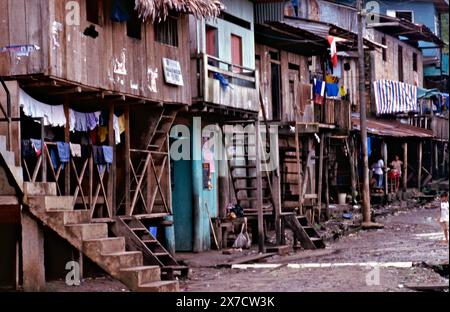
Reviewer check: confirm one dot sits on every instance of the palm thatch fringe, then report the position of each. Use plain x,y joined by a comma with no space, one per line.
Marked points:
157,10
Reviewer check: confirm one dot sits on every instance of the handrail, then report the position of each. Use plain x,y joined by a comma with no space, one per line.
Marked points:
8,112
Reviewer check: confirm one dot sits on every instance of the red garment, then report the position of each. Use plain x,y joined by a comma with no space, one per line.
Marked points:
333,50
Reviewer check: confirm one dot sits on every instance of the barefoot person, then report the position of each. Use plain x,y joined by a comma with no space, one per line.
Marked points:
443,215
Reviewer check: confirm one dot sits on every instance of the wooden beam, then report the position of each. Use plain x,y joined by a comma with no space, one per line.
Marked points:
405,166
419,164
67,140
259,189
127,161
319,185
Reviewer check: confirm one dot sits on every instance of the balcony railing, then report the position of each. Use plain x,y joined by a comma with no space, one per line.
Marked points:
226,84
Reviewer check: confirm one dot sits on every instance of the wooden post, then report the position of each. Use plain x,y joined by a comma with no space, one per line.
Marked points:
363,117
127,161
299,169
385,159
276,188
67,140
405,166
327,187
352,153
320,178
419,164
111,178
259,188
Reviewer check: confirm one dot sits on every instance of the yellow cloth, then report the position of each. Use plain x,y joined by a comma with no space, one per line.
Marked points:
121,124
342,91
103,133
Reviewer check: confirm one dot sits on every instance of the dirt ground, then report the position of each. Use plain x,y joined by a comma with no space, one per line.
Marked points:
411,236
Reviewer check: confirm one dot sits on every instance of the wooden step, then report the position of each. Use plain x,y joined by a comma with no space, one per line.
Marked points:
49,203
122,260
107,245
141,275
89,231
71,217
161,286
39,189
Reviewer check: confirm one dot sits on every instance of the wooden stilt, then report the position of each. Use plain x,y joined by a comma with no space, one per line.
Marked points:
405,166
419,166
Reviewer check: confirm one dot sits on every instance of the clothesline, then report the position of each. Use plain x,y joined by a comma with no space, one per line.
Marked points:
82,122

PROMPT — Recast the data, from the line with "of the yellow" through the end of the data, as a Markdown table with two columns, Row and Line. Give each line its row number and leave out blank lines.

FINAL RESULT —
| Row | Line |
|---|---|
| 1 | Reviewer check: confirm one dot sits on every instance of the yellow cloth, then report the position of each. Use plain x,y joined by a comma with no space, one per line. |
| 2 | Marked points: |
| 3 | 121,124 |
| 4 | 342,91 |
| 5 | 103,133 |
| 6 | Reviewer check: confirm one dot sits on every instance of the dirt ground, then report the position of each. Use plain x,y joined by a comma with no space, one per line. |
| 7 | Marked points: |
| 8 | 411,236 |
| 9 | Reviewer check: confirm one dot sits on every instance of the wooden step, then report the position of each. Use plain x,y joined by a comma with no space, one per line. |
| 10 | Marked points: |
| 11 | 49,203 |
| 12 | 122,260 |
| 13 | 107,245 |
| 14 | 141,275 |
| 15 | 89,231 |
| 16 | 71,217 |
| 17 | 161,286 |
| 18 | 39,189 |
| 19 | Reviewer check: confirm one dot sits on every instance of the wooden stilt, then report the position of each. Use plain x,y joined by a comma with no space, one per line. |
| 20 | Marked points: |
| 21 | 405,166 |
| 22 | 419,166 |
| 23 | Reviewer check: confirm one dot sits on every instance of the clothesline, then report the position of each. Use plain x,y joined by a comma with no space, one per line. |
| 24 | Marked points: |
| 25 | 82,122 |